**Passage to read**
• • • • •

# Site One Bermuda Schedule



## mantnyh (Aug 12, 2018)

Went to my local Site One looking for Celsius and Certainty. They have the cheapest price for Celsius, but didn't have it in stock. While I was there the guy started talking about some other herbicides for killing Fescue in Bermuda and some other stuff. Nice guy and very helpful. Before I left he mentioned they had a new maintenance calendar. I ask for it because I wanted to post it here. Of course it pushes some of their LESCO brands, but it actually looks fairly legit. Have a look-see.


----------



## reidgarner (Jun 18, 2018)

It's a pretty good program, especially for those who don't have the setup to blanket spray Pre-M (or just want the simplicity of granular apps). Only thing I would add is a higher K fert like 0-0-50 in the fall.


----------



## crzipilot (Jul 4, 2018)

Interesting. This is a schedule of a competitor of site one.


----------



## Movingshrub (Jun 12, 2017)

• • • • •

**Recorded information**
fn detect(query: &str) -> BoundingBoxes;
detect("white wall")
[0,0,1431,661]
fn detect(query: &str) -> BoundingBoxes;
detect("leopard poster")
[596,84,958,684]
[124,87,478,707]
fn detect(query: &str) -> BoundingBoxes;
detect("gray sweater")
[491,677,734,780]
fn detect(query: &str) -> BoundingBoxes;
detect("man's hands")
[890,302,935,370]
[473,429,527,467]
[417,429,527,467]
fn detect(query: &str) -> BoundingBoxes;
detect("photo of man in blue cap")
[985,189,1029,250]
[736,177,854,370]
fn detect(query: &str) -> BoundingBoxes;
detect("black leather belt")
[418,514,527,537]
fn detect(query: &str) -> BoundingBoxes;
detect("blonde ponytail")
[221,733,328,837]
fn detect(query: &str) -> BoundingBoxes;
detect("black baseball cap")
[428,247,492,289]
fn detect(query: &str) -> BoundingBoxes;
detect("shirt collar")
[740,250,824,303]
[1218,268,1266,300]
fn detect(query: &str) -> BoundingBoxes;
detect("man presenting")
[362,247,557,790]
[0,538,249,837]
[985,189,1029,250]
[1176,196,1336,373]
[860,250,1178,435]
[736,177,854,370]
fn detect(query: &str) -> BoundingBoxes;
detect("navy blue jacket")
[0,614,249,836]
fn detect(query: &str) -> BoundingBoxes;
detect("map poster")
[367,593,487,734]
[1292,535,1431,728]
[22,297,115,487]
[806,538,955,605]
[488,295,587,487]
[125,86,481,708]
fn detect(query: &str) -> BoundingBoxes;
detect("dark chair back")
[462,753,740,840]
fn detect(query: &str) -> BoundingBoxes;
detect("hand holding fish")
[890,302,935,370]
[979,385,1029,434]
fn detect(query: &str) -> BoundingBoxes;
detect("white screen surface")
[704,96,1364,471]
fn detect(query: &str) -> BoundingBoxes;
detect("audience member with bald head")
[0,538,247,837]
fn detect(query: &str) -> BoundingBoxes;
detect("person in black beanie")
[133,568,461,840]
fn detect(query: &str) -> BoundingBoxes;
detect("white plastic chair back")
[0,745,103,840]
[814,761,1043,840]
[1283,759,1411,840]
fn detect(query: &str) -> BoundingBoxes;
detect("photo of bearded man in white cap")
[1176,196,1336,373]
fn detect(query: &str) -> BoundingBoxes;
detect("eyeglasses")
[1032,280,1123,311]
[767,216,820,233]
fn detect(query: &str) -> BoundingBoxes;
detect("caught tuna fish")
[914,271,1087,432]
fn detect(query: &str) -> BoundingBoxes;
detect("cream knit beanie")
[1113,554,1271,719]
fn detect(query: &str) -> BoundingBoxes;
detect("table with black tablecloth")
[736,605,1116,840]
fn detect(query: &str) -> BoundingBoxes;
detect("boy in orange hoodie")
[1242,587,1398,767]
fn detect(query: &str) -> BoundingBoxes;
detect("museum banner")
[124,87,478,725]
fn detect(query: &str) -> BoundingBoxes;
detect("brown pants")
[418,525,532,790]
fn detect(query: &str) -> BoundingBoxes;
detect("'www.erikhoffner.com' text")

• • • • •

**Do this**
Please carry the Site One Bermuda schedule thread forward from its last line.

**Result for this exercise**
My starting place for a schedule is someone who isn't trying to sell me something; such as at the university extension office.


----------



## Redtwin (Feb 9, 2019)

I see they have Top Choice for insects... can a DIYer get Top Choice at Site One?


----------



## SCGrassMan (Dec 17, 2017)

Movingshrub said:


> My starting place for a schedule is someone who isn't trying to sell me something; such as at the university extension office.


😂

Fair point


----------



## viva_oldtrafford (Apr 4, 2018)

Redtwin said:


> I see they have Top Choice for insects... can a DIYer get Top Choice at Site One?


It's a restricted use pesticide. So unless you have a license through your state, acquiring it will be impossible.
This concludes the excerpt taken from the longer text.